• Exercises to complete
**a)** List every artist the account of the occupied Paris cinema names as having come to support the occupants.
**b)** Write the next part of the account of the occupied Paris cinema, picking up right after its final sentence.

• Excerpt provided
The collective also launched a programme titled Studio 34 to support young filmmakers in creating short films, the Tiny Escape: a regular workshop for local children, along with a fanzine, web radios in the building, exhibitions, theater and musical events.

During COVID-19 lockdown, the cinema-theater occupants began screening films on the outside wall on a regular basis, gaining press attention. They began to seek the purchase of the cinema themselves using crowdfunding with a dedicated endowment fund named Cinema Revival.

Despite public mobilization, threats on the cinema grow. A buyer (Groupe SOS) agreed with the owner on a €4.4M price for the building and the authorities ordered the closure on 31 January 2022 in order for the sale to be concluded. The collective occupying the cinema responded by staging a permanent film festival from 6am to 11pm every day during the following weeks. Along with a growing audience, many artists including John Carpenter, Céline Sciamma, Frederick Wiseman, Wang Bing, Leos Carax, Adèle Haenel and various activist groups came to support the occupants’ project.

On 1 March 2022, the Compagnies Républicaines de Sécurité raided the cinema and evicted the collective, ending the occupation after three years. However, the sale to Groupe SOS was not concluded. Later that month, municipal councillor Danielle Simonnet proposed a motion for the Council of Paris to buy the cinema and allow the collective to continue operations, however the motion was rejected by the city executives.

• Supplied material
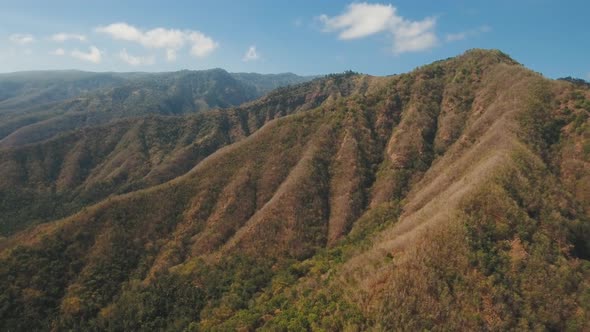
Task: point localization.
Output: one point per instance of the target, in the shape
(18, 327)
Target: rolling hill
(35, 106)
(453, 197)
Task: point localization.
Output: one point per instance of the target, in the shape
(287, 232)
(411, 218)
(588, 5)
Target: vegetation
(454, 197)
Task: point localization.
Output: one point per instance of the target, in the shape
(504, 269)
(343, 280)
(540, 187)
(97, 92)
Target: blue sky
(304, 37)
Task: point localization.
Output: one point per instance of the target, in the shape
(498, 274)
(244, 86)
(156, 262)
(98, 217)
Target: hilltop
(452, 197)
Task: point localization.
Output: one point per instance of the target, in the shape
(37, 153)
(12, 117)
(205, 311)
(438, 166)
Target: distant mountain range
(453, 197)
(37, 105)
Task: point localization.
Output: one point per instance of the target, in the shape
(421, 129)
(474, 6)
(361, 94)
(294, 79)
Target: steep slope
(452, 197)
(56, 102)
(54, 178)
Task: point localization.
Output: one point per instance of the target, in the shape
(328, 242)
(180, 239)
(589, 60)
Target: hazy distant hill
(453, 197)
(37, 105)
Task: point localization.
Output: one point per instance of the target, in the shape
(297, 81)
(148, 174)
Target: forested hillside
(453, 197)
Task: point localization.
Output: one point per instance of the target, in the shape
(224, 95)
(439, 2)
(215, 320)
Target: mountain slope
(450, 197)
(57, 177)
(55, 102)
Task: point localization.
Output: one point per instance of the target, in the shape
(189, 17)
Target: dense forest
(452, 197)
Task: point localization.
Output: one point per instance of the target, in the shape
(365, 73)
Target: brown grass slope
(295, 226)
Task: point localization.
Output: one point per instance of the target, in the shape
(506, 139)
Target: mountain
(454, 197)
(59, 176)
(35, 106)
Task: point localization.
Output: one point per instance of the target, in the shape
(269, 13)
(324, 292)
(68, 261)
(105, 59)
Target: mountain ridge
(449, 197)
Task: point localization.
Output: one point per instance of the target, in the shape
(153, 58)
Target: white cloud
(135, 60)
(360, 20)
(94, 55)
(251, 54)
(170, 55)
(169, 39)
(63, 37)
(365, 19)
(451, 37)
(58, 51)
(201, 44)
(21, 39)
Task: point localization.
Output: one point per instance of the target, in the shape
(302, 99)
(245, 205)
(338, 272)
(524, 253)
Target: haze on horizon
(306, 37)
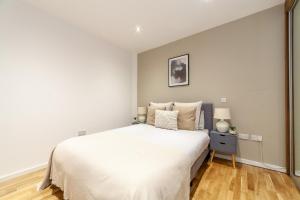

• Outputs for the tasks
**a)** John Carpenter, Céline Sciamma, Frederick Wiseman, Wang Bing, Leos Carax, Adèle Haenel

**b)**
== Eviction of La Clef Revival Collective and building's purchase ==
Expelled from the building, the collective of volunteers continued its screenings in various friendly cultural places. Various artists spoke out in defense of the project, and alongside public mobilization, negotiations started with the building's owner. On 26 April 2023, a sales agreement was reached with La Clef Revival Collective. Martin Scorsese voiced support for the collective and its project. Fundraising activities included open-air screenings as well as an art exhibition and sale in Palais de Tokyo in November 2023. Artists in exhibition included David Lynch, Alain Guiraudie, Philippe Katerine, Orlan, Pierre Huyghe and Zineb Sedira.

On 19 June 2024, the building was sold to Cinema Revival for €2.7M and La Clef Revival opened the cinema for public screenings.

== Re-opening ==
After the building's purchase, the collective of volunteers started a renovation task, partly by professionnals, the other part led by the new owner and its supports. They then announced the re-opening for the 14th of january, 2026.